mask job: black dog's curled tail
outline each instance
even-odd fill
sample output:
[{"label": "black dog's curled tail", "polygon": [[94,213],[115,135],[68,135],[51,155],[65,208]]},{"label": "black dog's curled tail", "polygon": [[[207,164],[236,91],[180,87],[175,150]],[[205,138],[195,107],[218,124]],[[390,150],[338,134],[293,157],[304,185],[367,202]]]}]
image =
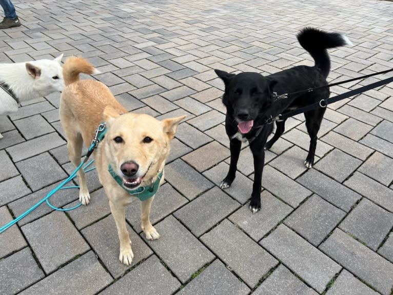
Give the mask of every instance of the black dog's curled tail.
[{"label": "black dog's curled tail", "polygon": [[302,47],[312,56],[315,66],[319,68],[326,78],[330,70],[330,60],[327,48],[352,45],[349,40],[339,33],[329,33],[315,28],[304,28],[297,36]]}]

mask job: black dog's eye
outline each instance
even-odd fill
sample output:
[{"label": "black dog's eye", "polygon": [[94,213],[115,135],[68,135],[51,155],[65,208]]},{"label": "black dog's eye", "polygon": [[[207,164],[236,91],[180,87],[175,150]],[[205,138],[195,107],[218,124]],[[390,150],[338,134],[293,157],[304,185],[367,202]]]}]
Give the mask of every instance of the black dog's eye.
[{"label": "black dog's eye", "polygon": [[113,139],[114,141],[114,142],[115,142],[117,144],[120,144],[122,143],[123,142],[123,139],[120,136],[116,136]]},{"label": "black dog's eye", "polygon": [[143,142],[145,144],[148,144],[153,141],[153,139],[149,136],[146,136],[143,139]]}]

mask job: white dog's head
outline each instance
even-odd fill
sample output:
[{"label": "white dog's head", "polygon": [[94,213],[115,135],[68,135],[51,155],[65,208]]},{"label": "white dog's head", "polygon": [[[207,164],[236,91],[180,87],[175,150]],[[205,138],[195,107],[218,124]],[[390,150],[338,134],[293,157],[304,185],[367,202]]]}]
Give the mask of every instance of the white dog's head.
[{"label": "white dog's head", "polygon": [[54,60],[40,60],[26,63],[26,70],[33,78],[33,90],[40,96],[62,91],[66,87],[61,66],[63,54]]}]

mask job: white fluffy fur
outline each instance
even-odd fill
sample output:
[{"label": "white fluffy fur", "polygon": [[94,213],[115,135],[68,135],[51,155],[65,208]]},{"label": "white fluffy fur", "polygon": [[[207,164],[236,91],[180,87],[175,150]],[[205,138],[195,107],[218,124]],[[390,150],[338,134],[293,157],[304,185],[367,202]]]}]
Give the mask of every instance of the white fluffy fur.
[{"label": "white fluffy fur", "polygon": [[[61,66],[62,57],[63,54],[53,60],[0,64],[0,82],[7,84],[21,102],[62,91],[65,87]],[[36,69],[40,74],[29,73],[27,65]],[[16,112],[17,108],[15,100],[0,88],[0,115]],[[2,137],[0,134],[0,138]]]}]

> [REQUIREMENTS] Lay out all the rows above as a JSON list of strings with one string per line, skipping blank lines and leaving out the pictures.

> [ANSWER TO THE PROBLEM]
[
  "mask job: black dog's curled tail",
  "outline each instance",
  "even-odd fill",
  "sample output:",
  "[{\"label\": \"black dog's curled tail\", \"polygon\": [[94,213],[115,135],[68,135],[51,155],[65,208]]},{\"label\": \"black dog's curled tail\", \"polygon\": [[[207,164],[236,91],[180,87],[175,150]],[[205,138],[195,107],[218,124]],[[390,150],[338,134],[293,157],[304,185],[367,202]]]}]",
  "image =",
  "Give the mask of every instance of the black dog's curled tail.",
  "[{\"label\": \"black dog's curled tail\", \"polygon\": [[302,47],[312,56],[315,66],[319,68],[326,78],[330,70],[330,60],[327,48],[352,45],[349,40],[339,33],[329,33],[315,28],[304,28],[297,36]]}]",
  "mask job: black dog's eye",
  "outline each instance",
  "even-odd fill",
  "sample output:",
  "[{\"label\": \"black dog's eye\", \"polygon\": [[94,213],[115,135],[68,135],[51,155],[65,208]]},{\"label\": \"black dog's eye\", \"polygon\": [[[207,164],[236,91],[180,87],[175,150]],[[205,138],[195,107],[218,124]],[[390,150],[338,134],[293,157],[304,185],[367,202]]]}]",
  "Give the mask of every instance of the black dog's eye.",
  "[{\"label\": \"black dog's eye\", \"polygon\": [[113,139],[114,141],[114,142],[115,142],[117,144],[120,144],[122,143],[123,142],[123,139],[120,136],[116,136]]},{\"label\": \"black dog's eye\", \"polygon\": [[143,142],[145,144],[148,144],[153,141],[153,139],[149,136],[146,136],[143,139]]}]",
  "mask job: white dog's head",
  "outline each instance",
  "even-odd fill",
  "sample output:",
  "[{\"label\": \"white dog's head\", \"polygon\": [[94,213],[115,135],[68,135],[51,155],[65,208]]},{\"label\": \"white dog's head\", \"polygon\": [[[207,164],[236,91],[180,87],[175,150]],[[205,138],[195,107],[218,124]],[[390,150],[338,134],[293,157],[304,185],[367,202]]]}]",
  "Give the mask of every instance of the white dog's head.",
  "[{\"label\": \"white dog's head\", \"polygon\": [[54,60],[40,60],[26,63],[26,70],[33,78],[33,90],[40,96],[62,91],[66,87],[61,66],[63,54]]}]",
  "mask job: white fluffy fur",
  "outline each instance",
  "even-odd fill",
  "sample output:",
  "[{\"label\": \"white fluffy fur\", \"polygon\": [[94,213],[115,135],[68,135],[51,155],[65,208]]},{\"label\": \"white fluffy fur\", \"polygon\": [[[207,164],[236,91],[180,87],[175,150]],[[205,138],[195,107],[218,124]],[[390,150],[338,134],[293,157],[304,185],[367,202]]]}]",
  "Give the mask of every instance of the white fluffy fur.",
  "[{\"label\": \"white fluffy fur\", \"polygon\": [[[61,66],[62,57],[63,54],[53,60],[0,64],[0,82],[7,84],[21,102],[62,91],[65,87]],[[36,69],[40,74],[29,73],[27,65]],[[16,112],[17,108],[15,100],[0,88],[0,115]],[[2,137],[0,134],[0,138]]]}]"
]